> **Task item**
In the essay on AI and the pace of work, what does the designer friend's team now expect prototypes to look like?
#### Selected extract
In tech, everything is built to scale. You design something once, and it serves thousands — maybe millions. That’s the model: make it efficient, repeatable, and let the system do the rest. For software, this works beautifully. But as that mindset filters into how we view people, it begins to show its cracks.

We’ve seen tools change the way we work before. Machines sped up factories. Spreadsheets replaced ledgers. Each wave of automation promised to ease the burden of work. AI arrived with the same promise: to help us focus on higher-value thinking by handling the repetitive tasks beneath it.

And in many ways, it does. It makes research faster, helps connect scattered thoughts, and organizes chaos into something structured. What used to take an afternoon can now be done in minutes.

But over time, that helps change the pace.

If the work takes less time, that time doesn’t vanish — it just gets reallocated to making things sharper and more complete. The question shifts from “Is it done?” to “How can I make this better?”

As the tools raise the floor, they raise the ceiling.

A designer friend recently told me her team now expects prototypes to look like final products. Mockups can’t look like mockups anymore.

If something feels rough, the assumption isn’t that it needs more time. It’s that you didn’t try hard enough, or didn’t use AI. One supervisor put it bluntly: “This feels lazy. Couldn’t AI have helped you with that?”

It reminded me of the term “10x engineer.” Someone so capable that they could replace a whole team. Once aspirational, now it feels like the bar.

AI, in many ways, gives each of us the tools to become a 10x version of ourselves, at least in terms of output. But when output becomes the only metric, something starts to wear thin.

As the pace picks up, the space to learn the fundamentals shrinks. We start to view people the way we view tools — fast, reliable, endlessly improving. And when that becomes the default, the middle part quietly disappears: the rough drafts, the uncertainty, the slow build of judgment.

That judgment doesn’t come pre-installed. It’s built through time and trial, through feedback that stings a little, through decisions that didn’t quite land. No tool can fast-track that part.

So, when everyone is expected to perform like they’ve been doing this for years, where does that leave the ones just getting started?

What gets lost when the starting line moves

As a designer, once you’ve honed your craft, you start to perceive subtle distinctions that are difficult to put into words. A screen might look fine at first glance, but something about it doesn’t hold up. Maybe it’s the way the spacing feels slightly off, or how the interaction isn’t as clear as it could be.

You know what to change, even if the feedback you give is just a few words. That kind of knowing only comes from years of trying things out, getting it wrong, and noticing what works better.
########
#### Provided material
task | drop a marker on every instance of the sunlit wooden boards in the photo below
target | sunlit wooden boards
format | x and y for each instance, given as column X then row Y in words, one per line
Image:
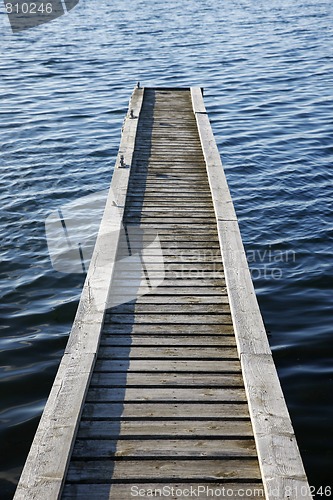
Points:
column 167, row 404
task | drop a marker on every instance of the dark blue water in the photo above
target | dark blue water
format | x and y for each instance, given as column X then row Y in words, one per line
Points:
column 267, row 68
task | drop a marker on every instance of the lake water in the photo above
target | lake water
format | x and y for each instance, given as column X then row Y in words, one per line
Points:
column 267, row 70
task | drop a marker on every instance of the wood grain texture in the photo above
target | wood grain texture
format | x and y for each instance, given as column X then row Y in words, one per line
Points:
column 178, row 379
column 175, row 490
column 280, row 461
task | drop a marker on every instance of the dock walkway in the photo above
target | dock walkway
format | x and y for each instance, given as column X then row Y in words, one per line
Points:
column 167, row 380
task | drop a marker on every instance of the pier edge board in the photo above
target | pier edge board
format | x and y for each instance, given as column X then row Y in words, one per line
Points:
column 279, row 456
column 46, row 465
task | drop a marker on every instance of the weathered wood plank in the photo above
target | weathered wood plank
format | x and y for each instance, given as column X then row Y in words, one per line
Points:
column 180, row 380
column 168, row 340
column 150, row 394
column 164, row 318
column 166, row 429
column 134, row 470
column 162, row 448
column 184, row 352
column 211, row 411
column 170, row 329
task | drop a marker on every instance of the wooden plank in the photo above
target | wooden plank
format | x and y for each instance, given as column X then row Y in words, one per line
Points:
column 175, row 308
column 279, row 455
column 216, row 319
column 171, row 490
column 151, row 394
column 211, row 411
column 180, row 380
column 135, row 470
column 45, row 467
column 171, row 365
column 169, row 301
column 184, row 352
column 161, row 448
column 171, row 329
column 165, row 429
column 168, row 340
column 273, row 431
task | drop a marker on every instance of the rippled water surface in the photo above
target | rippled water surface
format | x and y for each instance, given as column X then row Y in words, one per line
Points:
column 267, row 71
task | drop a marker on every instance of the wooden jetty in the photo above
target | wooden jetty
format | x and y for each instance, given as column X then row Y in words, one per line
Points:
column 167, row 380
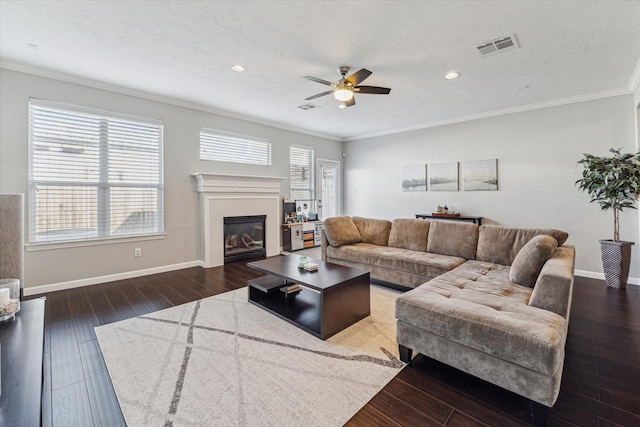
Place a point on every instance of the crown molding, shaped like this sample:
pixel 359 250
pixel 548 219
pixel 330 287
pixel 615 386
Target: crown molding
pixel 633 88
pixel 501 112
pixel 96 84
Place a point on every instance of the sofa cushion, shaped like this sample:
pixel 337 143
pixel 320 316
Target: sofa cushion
pixel 453 238
pixel 529 261
pixel 413 262
pixel 341 230
pixel 409 233
pixel 375 231
pixel 500 245
pixel 477 306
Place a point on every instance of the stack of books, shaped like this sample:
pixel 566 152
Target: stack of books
pixel 311 266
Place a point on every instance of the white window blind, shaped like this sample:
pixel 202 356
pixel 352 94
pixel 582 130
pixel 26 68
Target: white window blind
pixel 236 148
pixel 302 175
pixel 93 174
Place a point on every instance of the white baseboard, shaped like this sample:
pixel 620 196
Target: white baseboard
pixel 35 290
pixel 594 275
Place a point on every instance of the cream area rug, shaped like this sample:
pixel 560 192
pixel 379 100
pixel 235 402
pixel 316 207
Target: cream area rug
pixel 222 361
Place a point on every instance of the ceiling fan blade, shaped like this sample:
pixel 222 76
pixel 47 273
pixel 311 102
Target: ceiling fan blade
pixel 351 102
pixel 318 95
pixel 372 89
pixel 358 76
pixel 317 80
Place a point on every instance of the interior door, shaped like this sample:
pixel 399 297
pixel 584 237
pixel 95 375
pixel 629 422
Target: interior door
pixel 328 175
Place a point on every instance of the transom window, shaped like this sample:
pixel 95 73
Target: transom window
pixel 93 174
pixel 232 147
pixel 302 174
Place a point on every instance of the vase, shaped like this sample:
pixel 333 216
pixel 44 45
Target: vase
pixel 616 260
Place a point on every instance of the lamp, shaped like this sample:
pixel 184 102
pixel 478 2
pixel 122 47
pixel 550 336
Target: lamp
pixel 343 93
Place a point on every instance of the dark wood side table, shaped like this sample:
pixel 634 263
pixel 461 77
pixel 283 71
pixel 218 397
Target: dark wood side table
pixel 22 350
pixel 473 219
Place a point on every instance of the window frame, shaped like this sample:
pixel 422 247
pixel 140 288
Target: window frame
pixel 241 144
pixel 311 189
pixel 104 184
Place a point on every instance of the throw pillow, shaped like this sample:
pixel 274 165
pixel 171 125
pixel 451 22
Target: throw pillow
pixel 341 230
pixel 529 261
pixel 409 233
pixel 375 231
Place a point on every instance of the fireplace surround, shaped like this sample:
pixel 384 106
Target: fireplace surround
pixel 244 238
pixel 227 195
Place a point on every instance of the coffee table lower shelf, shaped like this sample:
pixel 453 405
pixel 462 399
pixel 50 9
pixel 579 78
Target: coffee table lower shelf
pixel 319 313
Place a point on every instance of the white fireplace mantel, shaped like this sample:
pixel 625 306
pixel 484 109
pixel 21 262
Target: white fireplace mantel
pixel 226 195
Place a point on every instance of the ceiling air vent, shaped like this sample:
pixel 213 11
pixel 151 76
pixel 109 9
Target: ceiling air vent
pixel 497 45
pixel 307 106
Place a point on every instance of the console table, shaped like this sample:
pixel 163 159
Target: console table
pixel 473 219
pixel 22 350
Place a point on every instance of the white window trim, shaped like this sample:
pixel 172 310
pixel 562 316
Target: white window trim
pixel 46 246
pixel 240 137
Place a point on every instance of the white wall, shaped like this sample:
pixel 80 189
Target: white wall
pixel 181 148
pixel 537 153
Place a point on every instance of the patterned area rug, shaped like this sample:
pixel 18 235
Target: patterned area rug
pixel 223 361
########
> **Answer box**
Final products.